## Begin Selected text
Apple’s Alchemist

Abstract

The interest and demand for training deep neural networks have been experiencing rapid growth, spanning a wide range of applications in both academia and industry. However, training them distributed and at scale remains difficult due to the complex ecosystem of tools and hardware involved. One consequence is that the responsibility
of orchestrating these complex components is often left to one-off scripts and glue code customized for specific problems. To address these restrictions, we introduce Alchemist – an internal service built at Apple from the ground up for easy, fast, and scalable distributed training. We discuss its design, implementation, and examples of running
different flavors of distributed training. We also present case studies of its internal adoption in the development of autonomous systems, where training times have been reduced by 10x to keep up with the ever-growing data collection.

Summary

Some of the key challenges with engineering Deep Learning models include

  • Both batch and interactive modes have to be supported while training
  • POSIX interface is often preferred by the users for its simplicity while interacting with datasets.
## End Selected text
- **Required work**
**A)** In the text about Apple's Alchemist, by how much have training times been reduced in the autonomous systems case studies?
**B)** Carry on the text about Apple's Alchemist, starting after its final bullet point.
## Begin Extracted data
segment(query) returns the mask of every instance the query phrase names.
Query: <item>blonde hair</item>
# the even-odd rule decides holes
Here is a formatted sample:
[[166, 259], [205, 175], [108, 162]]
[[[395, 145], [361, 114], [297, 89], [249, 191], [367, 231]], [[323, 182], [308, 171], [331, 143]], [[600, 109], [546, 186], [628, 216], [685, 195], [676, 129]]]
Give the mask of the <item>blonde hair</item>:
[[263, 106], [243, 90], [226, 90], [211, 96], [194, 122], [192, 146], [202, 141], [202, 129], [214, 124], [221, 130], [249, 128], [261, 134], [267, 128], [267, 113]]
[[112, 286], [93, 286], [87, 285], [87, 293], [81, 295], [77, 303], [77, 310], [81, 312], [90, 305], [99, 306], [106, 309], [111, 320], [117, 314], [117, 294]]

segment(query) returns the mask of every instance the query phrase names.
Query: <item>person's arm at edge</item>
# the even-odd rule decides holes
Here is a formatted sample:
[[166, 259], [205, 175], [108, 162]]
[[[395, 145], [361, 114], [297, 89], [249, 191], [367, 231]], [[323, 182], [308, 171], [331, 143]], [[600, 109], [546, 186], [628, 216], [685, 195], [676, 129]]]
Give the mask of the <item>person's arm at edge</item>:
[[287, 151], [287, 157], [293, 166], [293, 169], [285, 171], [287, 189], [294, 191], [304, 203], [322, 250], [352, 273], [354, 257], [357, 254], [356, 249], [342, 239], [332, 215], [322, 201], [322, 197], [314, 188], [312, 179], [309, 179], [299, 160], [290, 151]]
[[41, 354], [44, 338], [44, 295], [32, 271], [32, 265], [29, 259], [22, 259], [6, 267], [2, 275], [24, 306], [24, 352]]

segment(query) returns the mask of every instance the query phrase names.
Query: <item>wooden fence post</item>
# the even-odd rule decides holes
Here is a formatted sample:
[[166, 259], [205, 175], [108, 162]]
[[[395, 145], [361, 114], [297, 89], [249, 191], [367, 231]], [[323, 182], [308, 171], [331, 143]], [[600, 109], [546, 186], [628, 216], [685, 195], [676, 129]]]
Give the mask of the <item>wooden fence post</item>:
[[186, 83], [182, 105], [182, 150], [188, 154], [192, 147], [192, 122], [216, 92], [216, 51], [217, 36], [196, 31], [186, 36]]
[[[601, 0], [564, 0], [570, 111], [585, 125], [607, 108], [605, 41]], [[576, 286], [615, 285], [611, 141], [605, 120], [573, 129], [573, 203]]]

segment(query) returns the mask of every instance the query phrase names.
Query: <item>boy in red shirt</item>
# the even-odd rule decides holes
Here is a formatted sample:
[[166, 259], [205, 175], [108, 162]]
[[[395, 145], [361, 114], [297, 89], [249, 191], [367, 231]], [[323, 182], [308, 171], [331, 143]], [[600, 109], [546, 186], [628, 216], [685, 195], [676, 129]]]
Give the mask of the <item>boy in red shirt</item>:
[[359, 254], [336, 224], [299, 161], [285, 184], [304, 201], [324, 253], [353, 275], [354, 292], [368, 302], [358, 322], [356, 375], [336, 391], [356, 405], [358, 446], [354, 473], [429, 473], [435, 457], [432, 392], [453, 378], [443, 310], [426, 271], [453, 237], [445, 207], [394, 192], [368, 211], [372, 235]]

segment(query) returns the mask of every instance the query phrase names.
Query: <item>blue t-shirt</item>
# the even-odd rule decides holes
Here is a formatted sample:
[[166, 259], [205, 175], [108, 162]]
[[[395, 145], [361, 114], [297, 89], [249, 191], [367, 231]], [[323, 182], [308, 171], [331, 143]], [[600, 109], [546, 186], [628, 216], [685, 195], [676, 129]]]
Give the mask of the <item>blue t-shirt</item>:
## End Extracted data
- **Response list**
**A)** By 10x.

**B)**
  • The software stack to train DNNs has become more complex than ever,
    ranging from low-level GPU libraries(CUDA, CUDNN) to high-level frameworks
  • Integrating these software tools comes with the dependency management overhead
  • The software environment has to be the same on the cloud and the engineer’s desk to simplify the development, debugging and code sharing

To address the above challenges,Apple engineers have built a system known as Alchemist. Alchemist adopts a cloud-native architecture and is portable among private and public clouds. It supports multiple training frameworks like Tensorflow or PyTorch and multiple distributed training paradigms. The compute cluster is managed by, but not limited to, Kubernetes 2.

System Architecture

Storage Layer. This layer contains the distributed file systems and object storage systems that maintain the training and evaluation datasets, the trained model artifacts, and
the code assets. Depending on the size and location of the datasets and annotations, there are many options ranging from using solely NFS, solely an object store, or a mixture
of different storage systems.

Compute Layer. This layer contains the compute-intensive workloads; in particular, the training and evaluation tasks orchestrated by the job scheduler. To improve compute resource utilization, a cluster auto-scaler watches the job queues and dynamically adjusts for the size of the cluster.

API Layer. This layer exposes services to users, which allows them to upload and browse the code assets, submit distributed jobs, and query the logs and metrics.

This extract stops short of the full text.